## [Selected extract]

▬▬▬▬▬▬

Once in the tool, Skype for Business supports online chat, delivery of PowerPoint presentations, application sharing and multiple whiteboard areas. Attachments may also be sent between meeting participants. Attendees of meetings may use all the features of the package.

Skype for Business is ideal for use in communicating with other University of Stirling staff who use it or for communicating with users off campus for meetings in a business context. The wide general use of the sister product Skype means that many users will pick up Skype for Business’ features quickly and anecdotal feedback suggests its audio quality is superior to that of Blackboard Collaborate.

Blackboard Collaborate

Blackboard Collaborate is an online virtual classroom/meeting space that allows users to connect via audio, see each other via webcams, use a chat tool, collaborate on documents and view presentations. It requires an up to date installation of Java on your machine to run effectively.

Its strengths lie in its use as a teaching and learning tool, although it also works well for online meetings. Meetings/teaching sessions may be scheduled using the web-based Blackboard Collaborate Session Administration System (SAS) and users may be sent email invitations with links in, which they then click to join the session at the relevant time. Users may be in one of two roles in the session: Moderator (teacher, chairperson of the meeting) or Participant (student, or meeting attendee). Moderators have privileges to turn the tools and features in Blackboard Collaborate on and off, better to tailor the session to their needs. All users may use a web cam and microphone to communicate, although in larger groups it’s worth knowing that Blackboard Collaborate will only support up to six open web cam and audio feeds at any one time. The Whiteboard area of the display in Blackboard Collaborate allows the session Moderator to do three tasks. First, they may load slides for presentation. The presentation feature allows slides to be annotated to enhance clarity and understanding. The second option is application sharing. This could be used, for example, collaboratively to work on a document, with Moderator handing control over the shared application to other users, so everyone may contribute to building up a resource. Finally, the Moderator may take session attendees on a web tour of a web site. Sessions in Blackboard Collaborate may be recorded for later playback.

Blackboard Collaborate is best used in a teaching and learning context, when a Moderators (presenter) wishes to run a session and have greater control over the other session participants. It has been used with great success in many Master’s programmes, especially in the School of Health Sciences.

For more details on using either Skype for Business or Blackboard Collaborate, please contact your eLD representative: http://www.stir.ac.uk/is/staff/about/teams/aldt/#eld.

Teaching Bites

The next set of Teaching Bites are mainly on the theme of employability and will be delivered by the Career Development Centre.

Thursday 19th November, 1-2pm, S10: Planning and evaluating employability in the curriculum

This session will explore the values and benefits to pro-actively planning and evaluating employability in the curriculum. It will also outline a variety of approaches and share existing best practice.

▬▬▬▬▬▬

## [To do]
A) List every feature that the passage on online meeting tools says Skype for Business supports once a user is in the tool.
B) Answer these questions from the passage on online meeting tools:
(i) How many open web cam and audio feeds will Blackboard Collaborate support at any one time?
(ii) What must be installed on a machine for Blackboard Collaborate to run effectively?
(iii) Who will deliver the next set of Teaching Bites?
C) Pick up the passage on online meeting tools after its last sentence and carry it forward.
The rows placed after this passage are separate material.

▬▬▬▬▬▬

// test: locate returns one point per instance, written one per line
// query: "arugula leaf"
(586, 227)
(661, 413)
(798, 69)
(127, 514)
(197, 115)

▬▬▬▬▬▬

## [The responses]
A)
Online chat
Delivery of PowerPoint presentations
Application sharing
Multiple whiteboard areas

B)
(i) Up to six.
(ii) An up-to-date installation of Java.
(iii) The Career Development Centre.

C)
Pam Crawford/Lesley Grayburn, CDC

Thursday 26th November, 1-2pm, S10:  Development of career management skills in the curriculum

Equipping Stirling’s students and graduates with career management skills is a key goal of the University’s Employability Strategy. These skills are key to successfully managing the transition from University and a graduate’s longer term career development. This session will look at what career management skills are, why they are important, and approaches to embedding them in the curriculum.

Pam Crawford/Lesley Grayburn, CDC

Wednesday 2nd December, 1-2pm, S10: Learning Outcomes and Assessment: How do we align them?

In order to support our students by helping to direct their learning, we need to be clear in our expectations of the level at which they engage in our modules and across our programmes. This session will look at a model of curriculum development that helps us to align our module learning outcomes with the ways in which we assess our students. Participants are encouraged to bring a module outline with which they are familiar, with them to the session.

Dr Mary McCulloch, Academic Development Team

Thursday 10th December, 1-2pm, S10: Delivering work based learning and placements

With many employers increasingly looking for experience as well as academic achievement in candidates, work placements and work related learning have an increasing importance in gaining graduate level employment. This session will look at the issues involved in the delivery of work related/based learning.  Perspectives and practice will be taken from the learning achieved through Making the Most of Masters that develops masters dissertation projects with external organisations and will also cover the development of undergraduate placements.

Eunice Atkins, CDC

Wednesday 13th January, 1-2pm, S10: Learning Outcomes and Assessment: How do we align them? (Repeat session)

In order to support our students by helping to direct their learning, we need to be clear in our expectations of the level at which they engage in our modules and across our programmes. This session will look at a model of curriculum development that helps us to align our module learning outcomes with the ways in which we assess our students. Participants are encouraged to bring a module outline with which they are familiar, with them to the session.

Dr Mary McCulloch, Academic Development Team

Thursday 28th January, 1-2pm, S10: Enhancing conversations using Talking Mats

Talking Mats is a visual card sort tool that is highly effective in enabling students to express their views or plan and organise their thinking.
This session will look at ways in which staff in the Career Development Centre have been working with the Talking Mats team who created the tool to research its uses in a Higher Education setting and will explore it’s potential uses for Personal Tutors, Advisers of Study and its scope for use to great effect in teaching sessions, seminars and tutorials.

Elaine Watson, CDC

Monday 1st February, 1-2pm, S10: Engaging employers in the curriculump

Research underpinning the development of employability in higher education places high importance on the value of employer engagement. This applies to both vocational and non-vocational subjects alike. This session will explore the different forms of employer engagement and how to progress their development in the curriculum.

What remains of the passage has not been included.